** Begin **

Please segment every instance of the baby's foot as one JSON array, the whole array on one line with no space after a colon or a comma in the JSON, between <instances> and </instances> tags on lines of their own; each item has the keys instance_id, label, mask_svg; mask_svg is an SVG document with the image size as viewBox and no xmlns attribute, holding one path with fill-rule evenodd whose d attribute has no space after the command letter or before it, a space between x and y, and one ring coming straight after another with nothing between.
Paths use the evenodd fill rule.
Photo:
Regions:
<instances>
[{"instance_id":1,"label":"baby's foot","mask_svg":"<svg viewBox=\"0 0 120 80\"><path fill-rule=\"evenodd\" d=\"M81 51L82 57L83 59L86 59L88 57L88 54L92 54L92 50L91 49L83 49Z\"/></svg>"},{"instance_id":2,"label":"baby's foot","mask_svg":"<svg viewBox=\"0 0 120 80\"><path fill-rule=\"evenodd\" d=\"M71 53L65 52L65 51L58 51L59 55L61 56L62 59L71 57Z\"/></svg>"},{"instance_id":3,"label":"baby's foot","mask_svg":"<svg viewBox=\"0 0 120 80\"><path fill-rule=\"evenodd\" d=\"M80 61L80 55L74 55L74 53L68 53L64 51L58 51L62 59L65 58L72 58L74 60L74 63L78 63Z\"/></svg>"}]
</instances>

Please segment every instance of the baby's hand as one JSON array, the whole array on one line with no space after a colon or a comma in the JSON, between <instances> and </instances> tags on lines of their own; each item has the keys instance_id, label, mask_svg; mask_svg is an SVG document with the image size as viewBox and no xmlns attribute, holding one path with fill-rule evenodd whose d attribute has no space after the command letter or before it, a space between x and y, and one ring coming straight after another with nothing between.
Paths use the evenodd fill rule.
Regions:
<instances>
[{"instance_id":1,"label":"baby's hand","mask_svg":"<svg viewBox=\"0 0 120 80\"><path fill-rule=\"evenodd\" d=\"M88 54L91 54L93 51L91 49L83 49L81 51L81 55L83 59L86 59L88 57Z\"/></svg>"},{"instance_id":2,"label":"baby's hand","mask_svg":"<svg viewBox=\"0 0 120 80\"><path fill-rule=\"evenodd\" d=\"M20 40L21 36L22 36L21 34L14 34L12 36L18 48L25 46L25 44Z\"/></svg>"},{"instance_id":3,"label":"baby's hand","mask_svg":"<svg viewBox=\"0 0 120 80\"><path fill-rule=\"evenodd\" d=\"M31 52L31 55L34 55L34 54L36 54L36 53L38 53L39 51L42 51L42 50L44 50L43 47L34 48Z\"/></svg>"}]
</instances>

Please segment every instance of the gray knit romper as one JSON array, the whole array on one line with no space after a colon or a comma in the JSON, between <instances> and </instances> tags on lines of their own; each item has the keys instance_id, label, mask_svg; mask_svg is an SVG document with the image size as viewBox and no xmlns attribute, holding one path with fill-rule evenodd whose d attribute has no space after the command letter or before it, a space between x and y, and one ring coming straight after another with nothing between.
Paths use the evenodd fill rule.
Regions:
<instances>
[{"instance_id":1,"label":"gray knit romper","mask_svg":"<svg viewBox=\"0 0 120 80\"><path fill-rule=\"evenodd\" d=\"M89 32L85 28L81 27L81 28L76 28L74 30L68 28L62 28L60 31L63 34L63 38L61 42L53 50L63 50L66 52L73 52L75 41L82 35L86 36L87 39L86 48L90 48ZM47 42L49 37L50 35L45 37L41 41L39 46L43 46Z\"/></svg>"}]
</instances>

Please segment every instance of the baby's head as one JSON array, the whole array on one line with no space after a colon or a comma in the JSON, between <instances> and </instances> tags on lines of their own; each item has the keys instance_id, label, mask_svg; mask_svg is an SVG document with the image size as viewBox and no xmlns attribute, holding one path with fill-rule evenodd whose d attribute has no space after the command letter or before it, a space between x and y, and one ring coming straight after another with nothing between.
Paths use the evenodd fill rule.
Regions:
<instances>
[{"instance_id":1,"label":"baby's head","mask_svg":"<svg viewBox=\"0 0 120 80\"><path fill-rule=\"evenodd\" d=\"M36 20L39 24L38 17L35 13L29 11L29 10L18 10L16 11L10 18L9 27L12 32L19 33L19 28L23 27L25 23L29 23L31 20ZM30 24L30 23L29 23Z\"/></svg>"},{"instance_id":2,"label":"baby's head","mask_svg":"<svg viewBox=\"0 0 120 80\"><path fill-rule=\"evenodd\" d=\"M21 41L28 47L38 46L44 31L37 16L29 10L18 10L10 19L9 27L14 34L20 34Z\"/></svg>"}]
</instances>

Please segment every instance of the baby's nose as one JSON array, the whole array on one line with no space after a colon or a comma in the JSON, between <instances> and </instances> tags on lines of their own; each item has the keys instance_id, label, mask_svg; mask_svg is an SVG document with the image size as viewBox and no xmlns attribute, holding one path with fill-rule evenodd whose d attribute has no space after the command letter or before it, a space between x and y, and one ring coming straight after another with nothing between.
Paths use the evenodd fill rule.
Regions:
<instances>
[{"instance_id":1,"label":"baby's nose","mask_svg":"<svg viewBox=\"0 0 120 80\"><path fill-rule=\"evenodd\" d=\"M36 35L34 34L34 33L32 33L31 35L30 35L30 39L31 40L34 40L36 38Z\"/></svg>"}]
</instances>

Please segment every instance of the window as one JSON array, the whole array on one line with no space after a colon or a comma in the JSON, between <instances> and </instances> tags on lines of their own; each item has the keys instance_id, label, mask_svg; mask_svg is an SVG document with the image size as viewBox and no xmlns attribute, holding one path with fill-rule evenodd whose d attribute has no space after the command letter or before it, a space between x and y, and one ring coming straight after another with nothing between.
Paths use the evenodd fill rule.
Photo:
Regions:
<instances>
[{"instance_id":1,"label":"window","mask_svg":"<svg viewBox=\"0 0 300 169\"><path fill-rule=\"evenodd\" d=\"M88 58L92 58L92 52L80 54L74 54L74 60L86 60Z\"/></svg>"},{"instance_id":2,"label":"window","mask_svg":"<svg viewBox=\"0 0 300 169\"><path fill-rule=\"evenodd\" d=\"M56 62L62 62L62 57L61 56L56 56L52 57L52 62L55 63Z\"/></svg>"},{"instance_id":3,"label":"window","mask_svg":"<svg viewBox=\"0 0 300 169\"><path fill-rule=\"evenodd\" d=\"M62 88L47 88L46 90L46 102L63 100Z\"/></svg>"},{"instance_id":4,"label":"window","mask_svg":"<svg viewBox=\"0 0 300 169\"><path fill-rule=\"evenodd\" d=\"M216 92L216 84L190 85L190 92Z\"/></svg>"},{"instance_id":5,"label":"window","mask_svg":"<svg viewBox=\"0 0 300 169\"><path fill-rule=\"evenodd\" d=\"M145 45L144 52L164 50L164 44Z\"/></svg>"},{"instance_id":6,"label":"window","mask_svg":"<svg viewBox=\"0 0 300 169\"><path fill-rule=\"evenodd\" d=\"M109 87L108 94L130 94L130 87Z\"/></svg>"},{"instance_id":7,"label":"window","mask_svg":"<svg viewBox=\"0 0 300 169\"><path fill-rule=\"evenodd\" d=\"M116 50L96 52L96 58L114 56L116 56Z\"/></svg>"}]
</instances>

** End **

How many lines of the listing above contain the string "romper" with case matching exactly? Reply with the number alone.

## Result below:
2